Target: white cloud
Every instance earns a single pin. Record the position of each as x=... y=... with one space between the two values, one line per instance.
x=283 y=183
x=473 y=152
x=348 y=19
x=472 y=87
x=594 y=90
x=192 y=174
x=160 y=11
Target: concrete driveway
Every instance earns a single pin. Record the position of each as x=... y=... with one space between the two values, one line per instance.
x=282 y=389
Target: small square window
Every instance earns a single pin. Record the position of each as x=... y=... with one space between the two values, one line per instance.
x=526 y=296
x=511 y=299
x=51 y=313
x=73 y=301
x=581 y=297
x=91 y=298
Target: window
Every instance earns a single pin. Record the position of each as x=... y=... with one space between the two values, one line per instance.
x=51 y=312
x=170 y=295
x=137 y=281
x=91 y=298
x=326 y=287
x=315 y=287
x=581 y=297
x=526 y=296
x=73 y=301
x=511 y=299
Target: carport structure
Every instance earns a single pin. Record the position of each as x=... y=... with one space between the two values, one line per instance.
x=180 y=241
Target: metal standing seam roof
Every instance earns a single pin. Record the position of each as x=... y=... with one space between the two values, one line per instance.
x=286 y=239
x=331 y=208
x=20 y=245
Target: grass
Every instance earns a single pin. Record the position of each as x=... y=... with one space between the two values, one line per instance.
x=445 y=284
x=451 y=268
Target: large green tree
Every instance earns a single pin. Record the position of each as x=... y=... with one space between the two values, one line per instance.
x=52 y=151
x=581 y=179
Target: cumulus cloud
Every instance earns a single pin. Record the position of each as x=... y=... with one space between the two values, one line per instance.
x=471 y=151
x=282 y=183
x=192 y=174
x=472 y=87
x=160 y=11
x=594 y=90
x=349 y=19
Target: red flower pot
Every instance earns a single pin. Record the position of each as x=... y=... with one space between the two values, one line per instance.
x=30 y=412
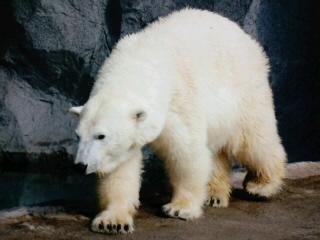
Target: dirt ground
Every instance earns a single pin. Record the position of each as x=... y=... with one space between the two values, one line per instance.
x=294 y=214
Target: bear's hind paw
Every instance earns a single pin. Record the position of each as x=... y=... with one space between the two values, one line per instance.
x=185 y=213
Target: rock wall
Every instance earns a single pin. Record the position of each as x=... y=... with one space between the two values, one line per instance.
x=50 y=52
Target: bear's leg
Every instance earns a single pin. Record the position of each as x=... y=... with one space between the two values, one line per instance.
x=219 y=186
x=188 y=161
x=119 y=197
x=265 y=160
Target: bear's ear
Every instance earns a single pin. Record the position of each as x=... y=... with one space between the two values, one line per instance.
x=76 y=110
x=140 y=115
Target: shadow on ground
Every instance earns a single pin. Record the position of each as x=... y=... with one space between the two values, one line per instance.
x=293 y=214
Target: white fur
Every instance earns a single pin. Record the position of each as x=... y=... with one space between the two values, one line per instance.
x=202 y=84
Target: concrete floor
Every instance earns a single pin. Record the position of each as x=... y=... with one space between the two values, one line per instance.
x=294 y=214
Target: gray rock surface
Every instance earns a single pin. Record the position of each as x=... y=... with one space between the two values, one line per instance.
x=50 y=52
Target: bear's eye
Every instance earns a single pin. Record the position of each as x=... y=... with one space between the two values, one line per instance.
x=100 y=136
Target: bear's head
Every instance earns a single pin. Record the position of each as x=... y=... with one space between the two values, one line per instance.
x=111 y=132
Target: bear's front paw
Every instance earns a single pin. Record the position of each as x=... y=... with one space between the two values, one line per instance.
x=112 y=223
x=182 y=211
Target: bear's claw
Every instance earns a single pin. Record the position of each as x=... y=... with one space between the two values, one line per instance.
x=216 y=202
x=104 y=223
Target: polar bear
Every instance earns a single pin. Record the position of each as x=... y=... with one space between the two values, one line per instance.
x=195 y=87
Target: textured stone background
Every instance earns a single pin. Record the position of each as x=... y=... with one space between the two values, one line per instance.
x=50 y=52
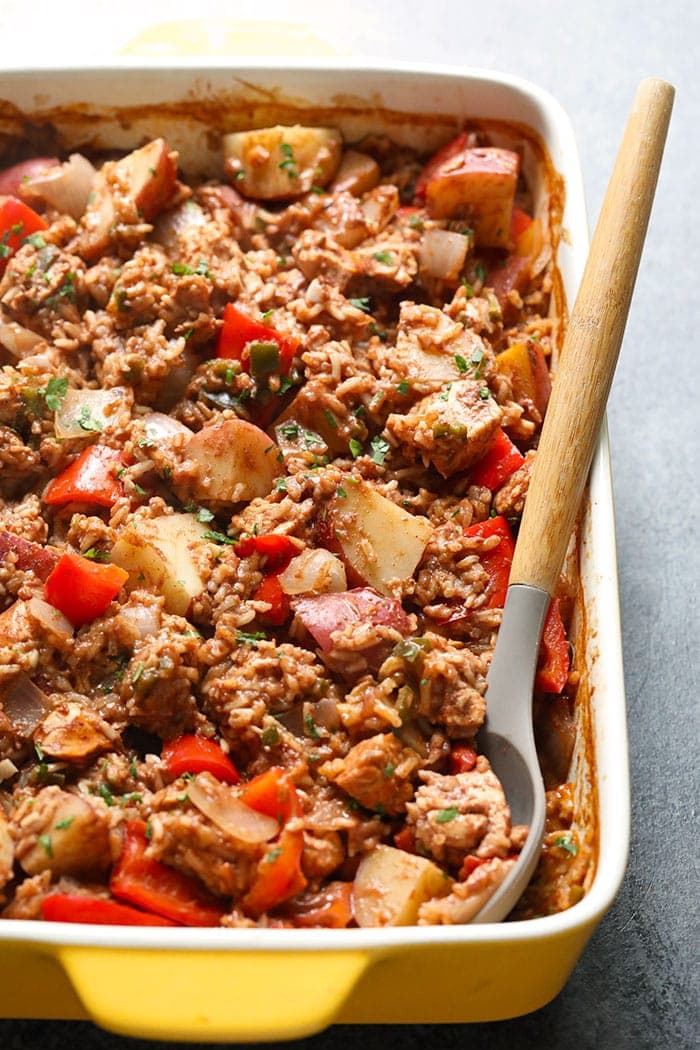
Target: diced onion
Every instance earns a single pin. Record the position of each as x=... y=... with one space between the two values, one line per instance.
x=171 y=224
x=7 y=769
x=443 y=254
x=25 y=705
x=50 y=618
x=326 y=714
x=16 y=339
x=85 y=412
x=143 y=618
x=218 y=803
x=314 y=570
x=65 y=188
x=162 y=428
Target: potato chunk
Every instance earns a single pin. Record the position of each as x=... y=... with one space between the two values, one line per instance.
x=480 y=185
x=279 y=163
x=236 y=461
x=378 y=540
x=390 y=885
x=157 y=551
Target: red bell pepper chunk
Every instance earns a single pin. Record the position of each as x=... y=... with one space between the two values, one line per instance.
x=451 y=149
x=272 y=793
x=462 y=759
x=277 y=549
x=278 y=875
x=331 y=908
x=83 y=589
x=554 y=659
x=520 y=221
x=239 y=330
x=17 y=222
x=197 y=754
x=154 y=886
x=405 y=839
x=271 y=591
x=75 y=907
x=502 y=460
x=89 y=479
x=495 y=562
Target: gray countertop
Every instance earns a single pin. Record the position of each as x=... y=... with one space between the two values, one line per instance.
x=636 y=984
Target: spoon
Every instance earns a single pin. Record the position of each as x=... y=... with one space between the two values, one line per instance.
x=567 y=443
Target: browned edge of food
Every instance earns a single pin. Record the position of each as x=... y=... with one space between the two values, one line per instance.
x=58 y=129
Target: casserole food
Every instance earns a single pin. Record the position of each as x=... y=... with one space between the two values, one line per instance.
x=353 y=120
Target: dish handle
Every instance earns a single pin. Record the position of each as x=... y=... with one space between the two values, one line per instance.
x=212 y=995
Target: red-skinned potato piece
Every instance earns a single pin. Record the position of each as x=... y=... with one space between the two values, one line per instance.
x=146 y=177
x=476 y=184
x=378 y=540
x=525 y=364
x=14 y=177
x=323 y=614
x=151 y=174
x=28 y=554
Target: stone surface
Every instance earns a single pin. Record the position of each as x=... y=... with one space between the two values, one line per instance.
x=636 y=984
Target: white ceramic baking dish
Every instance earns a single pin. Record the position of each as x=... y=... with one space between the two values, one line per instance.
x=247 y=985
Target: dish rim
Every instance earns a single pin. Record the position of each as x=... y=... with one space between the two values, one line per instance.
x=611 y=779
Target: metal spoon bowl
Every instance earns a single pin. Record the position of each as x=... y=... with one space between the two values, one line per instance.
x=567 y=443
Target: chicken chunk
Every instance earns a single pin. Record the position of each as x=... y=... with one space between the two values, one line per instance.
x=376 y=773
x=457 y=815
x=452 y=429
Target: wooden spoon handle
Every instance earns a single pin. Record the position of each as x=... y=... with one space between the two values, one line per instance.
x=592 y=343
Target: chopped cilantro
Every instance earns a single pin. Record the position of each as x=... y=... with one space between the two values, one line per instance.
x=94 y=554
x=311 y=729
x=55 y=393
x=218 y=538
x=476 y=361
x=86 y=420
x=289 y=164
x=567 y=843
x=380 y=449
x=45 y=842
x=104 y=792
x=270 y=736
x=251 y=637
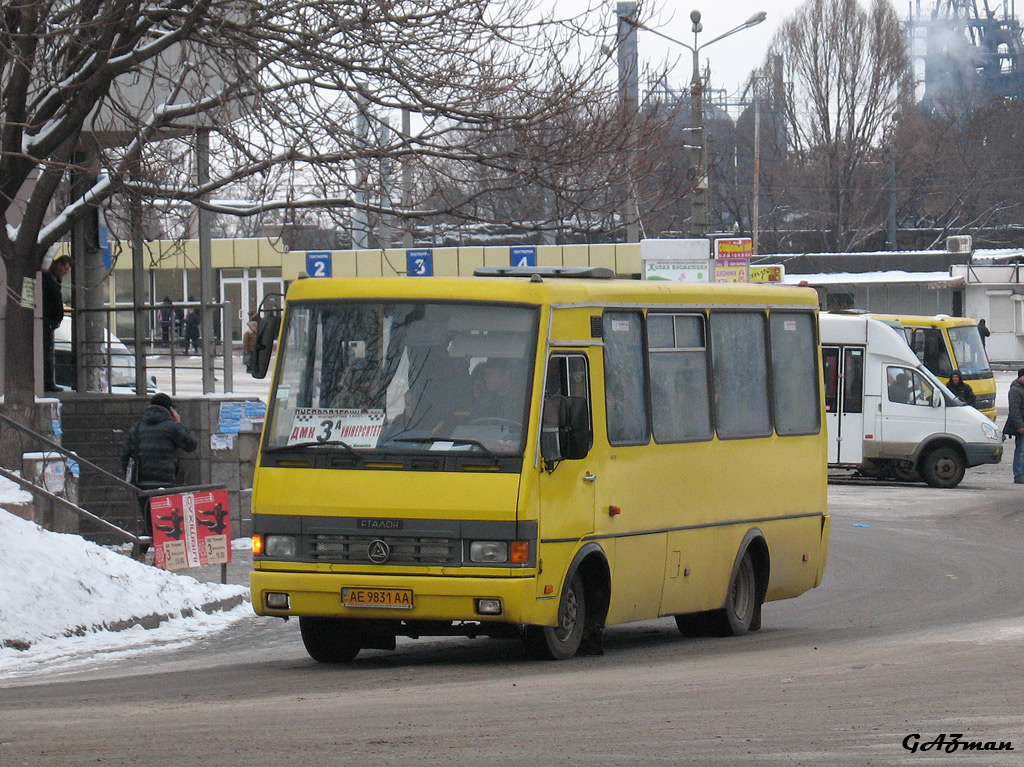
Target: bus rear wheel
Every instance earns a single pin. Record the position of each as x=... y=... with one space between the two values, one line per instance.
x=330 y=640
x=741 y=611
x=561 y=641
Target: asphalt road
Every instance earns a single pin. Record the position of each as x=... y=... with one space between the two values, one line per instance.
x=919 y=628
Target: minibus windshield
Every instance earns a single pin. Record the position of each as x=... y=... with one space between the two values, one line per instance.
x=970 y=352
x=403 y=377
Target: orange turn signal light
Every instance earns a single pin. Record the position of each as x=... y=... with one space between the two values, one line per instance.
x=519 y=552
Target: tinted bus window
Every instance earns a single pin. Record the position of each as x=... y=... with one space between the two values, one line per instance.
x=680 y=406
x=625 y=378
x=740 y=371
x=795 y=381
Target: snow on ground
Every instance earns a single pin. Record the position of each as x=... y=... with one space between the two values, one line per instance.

▸ **Exercise**
Repeat the listing in full and exactly. Do not include any images.

▸ **Complete answer**
Target: white cloud
Every instance earns a single pin. Record the position of each as x=... y=... with one space between the two values, one line per instance.
x=283 y=183
x=473 y=152
x=348 y=19
x=472 y=87
x=594 y=90
x=192 y=174
x=160 y=11
Target: concrete driveway
Every instance earns a single pin. Record the position of each as x=... y=... with one space between the two values, one line per instance.
x=282 y=389
Target: small square window
Every instance earns a single pin. Record the position of each as x=... y=... with one space between the two values, one line per instance.
x=526 y=296
x=511 y=299
x=51 y=313
x=73 y=301
x=581 y=297
x=91 y=298
Target: window
Every instance earns a single pin. Record the position of each as x=... y=... with one space between the two values, one line per instance.
x=51 y=312
x=170 y=295
x=137 y=281
x=91 y=298
x=326 y=287
x=315 y=287
x=581 y=297
x=526 y=296
x=73 y=301
x=511 y=299
Target: carport structure
Every instance earns a single pin. Record the position of each as x=... y=... with one space between the two values, one line per instance.
x=180 y=241
Target: metal standing seam roof
Every instance earns a single pin. Record the position of each as x=... y=... with one space between the two values, one line per instance.
x=286 y=239
x=331 y=208
x=20 y=245
Target: grass
Every instance earns a single pin. Record the position of each as x=... y=... with one space between the two values, one line per instance.
x=445 y=284
x=451 y=268
Target: large green tree
Every instance earns a single pin. Record the position of each as x=... y=... with one space between the two values, one line per instance.
x=52 y=151
x=581 y=179
Target: cumulus cloud
Every instance earns a single pin. Record the position of each as x=... y=... with one space between the two values, one line per instance.
x=471 y=151
x=282 y=183
x=192 y=174
x=472 y=87
x=160 y=11
x=594 y=90
x=349 y=19
Target: red flower pot
Every instance earns a single pin. Record the position of each as x=... y=... with one space between the two values, one line per instance.
x=30 y=412
Target: dirt ground
Every instance earns a single pin. Record the position of each as x=... y=... with one space between the two values, one line per instance.
x=294 y=214
Target: bear's hind paw
Every instance earns a single pin. Record the position of each as x=... y=... with one space between the two values, one line per instance.
x=185 y=213
Target: rock wall
Every instance earns a single pin. Record the position of each as x=... y=... with one space between the two values, one line per instance.
x=50 y=52
Target: bear's leg
Every instance earns a single pin. Record the position of each as x=... y=... with one space between the two values, one line per instance.
x=219 y=186
x=188 y=161
x=119 y=197
x=265 y=160
Target: bear's ear
Every instance earns a single pin. Record the position of each as x=... y=... with one space between the two values, one line per instance.
x=76 y=110
x=140 y=115
Target: shadow on ground
Every instance earns a single pin. Record the position of each as x=... y=... with one space between the two values, one line per instance.
x=293 y=214
Target: white fur
Every instance earns a single pin. Record the position of each as x=... y=... with one space between the two values, one line per instance.
x=202 y=84
Target: concrete floor
Every instance earns a single pin. Record the position of each as x=... y=... with one space between the two values, one line per instance.
x=294 y=214
Target: gray rock surface
Every instance earns a single pin. Record the position of each as x=... y=... with one space between the two values, one line per instance.
x=50 y=52
Target: bear's eye
Every instance earns a single pin. Record the position of each as x=... y=... with one space between the two values, one line per instance.
x=100 y=136
Target: bear's head
Every instance earns a single pin. Record the position of each as x=... y=... with one space between the two values, one line per instance.
x=111 y=132
Target: bear's front paw
Every instance earns a single pin. Record the position of each as x=... y=... with one space between the two values, one line per instance.
x=112 y=223
x=182 y=211
Target: bear's claw
Every instance earns a single pin. Record the position of each as x=... y=... with one space between the two values, one line per instance.
x=216 y=202
x=104 y=223
Target: polar bear
Every instance earns a single pin. Record the position of each as x=... y=... with one space between the two values, one line per instance.
x=195 y=87
Target: textured stone background
Every instance earns a single pin. Record the position of each as x=... y=... with one space between the two values, one line per instance.
x=50 y=52
Target: diced onion
Every instance earns a single pin. Record the position of each as x=... y=... with one space between the two values, one line per instance.
x=171 y=224
x=7 y=769
x=443 y=254
x=25 y=705
x=50 y=618
x=326 y=714
x=16 y=339
x=85 y=412
x=143 y=618
x=218 y=803
x=314 y=570
x=65 y=188
x=162 y=428
Target: potato chunk
Every instance earns a single pin. Record the position of each as x=... y=... with one space between the two values, one line per instance.
x=480 y=185
x=279 y=163
x=236 y=461
x=378 y=540
x=390 y=885
x=157 y=551
Target: red bell pepper chunk
Every instance earns a single pin. Record the position of each as x=... y=... with one space between the two values, one line per instance.
x=451 y=149
x=272 y=793
x=462 y=759
x=277 y=549
x=278 y=875
x=331 y=908
x=83 y=589
x=554 y=659
x=520 y=221
x=239 y=330
x=17 y=222
x=197 y=754
x=154 y=886
x=405 y=839
x=271 y=591
x=75 y=907
x=502 y=460
x=89 y=479
x=495 y=562
Target: gray countertop
Every instance earns a single pin. Record the position of each as x=... y=... with one space between the two values, one line per instance.
x=636 y=984
Target: spoon
Every instance earns a single pin. Record the position of each as x=... y=... with one space between the two values, one line per instance.
x=567 y=443
Target: browned edge of food
Every instance earns a single pin. Record the position of each as x=... y=... with one space between the two values, one line per instance.
x=58 y=129
Target: casserole food
Every instance earns a single pin. Record the position of each as x=... y=... with one space between the two values, one line per instance.
x=353 y=120
Target: dish handle
Every instance earns a single pin. Record the position of each as x=... y=... with one space between the two values, one line per instance.
x=212 y=995
Target: red-skinned potato piece
Every instance earns a single pin. Record the position of each as x=... y=... with one space between the two values, one line per instance.
x=146 y=177
x=476 y=184
x=378 y=540
x=525 y=364
x=14 y=177
x=323 y=614
x=151 y=174
x=28 y=554
Target: stone surface
Every instance earns a single pin. Record the position of each as x=... y=... with one space between the two values, one line per instance.
x=636 y=984
Target: white ceramic baking dish
Every instance earns a single pin. Record the position of each as x=... y=... with one space between the two values, one line per instance.
x=247 y=985
Target: dish rim
Every instance earns a single pin. Record the position of each as x=... y=... with one space between the two values, one line per instance.
x=611 y=779
Target: metal spoon bowl
Every instance earns a single pin. Record the position of each as x=... y=... with one space between the two values, one line per instance.
x=567 y=443
Target: chicken chunk
Every instance earns a single pin. Record the position of each as x=... y=... with one space between the two values, one line per instance.
x=376 y=773
x=457 y=815
x=452 y=429
Target: wooden spoon handle
Every instance earns a single pin. Record the position of each as x=... y=... with one space between the two values, one line per instance.
x=592 y=343
Target: chopped cilantro
Every instance earns a single pin. Record the position of each as x=... y=... with one space between the two values, one line per instance.
x=94 y=554
x=311 y=729
x=55 y=393
x=218 y=538
x=476 y=361
x=86 y=420
x=289 y=164
x=567 y=843
x=380 y=449
x=45 y=842
x=104 y=792
x=270 y=736
x=251 y=637
Target: bus rear wheel
Every instance earns a single pin. Record the position of each as x=... y=... with one space between the two values, one line per instance.
x=330 y=640
x=741 y=611
x=561 y=641
Target: asphalt road
Every instance earns a single pin. Record the position of each as x=... y=... with one space between the two values, one line per instance.
x=919 y=628
Target: minibus windshield
Every instance earns a single pin. Record the position of each as x=... y=... with one space between the two values, one line per instance.
x=970 y=352
x=403 y=377
Target: orange turn signal light
Every instance earns a single pin. Record the position of each as x=... y=... with one space between the two values, one line per instance.
x=519 y=552
Target: tinted bus window
Every instance earns a single pin. Record the position of each as x=... y=... with one space between the two values, one line per instance.
x=680 y=406
x=625 y=378
x=740 y=371
x=795 y=381
Target: snow on ground
Every instance earns a single pin. Record the position of each as x=... y=... with one space between the two values, one line per instance.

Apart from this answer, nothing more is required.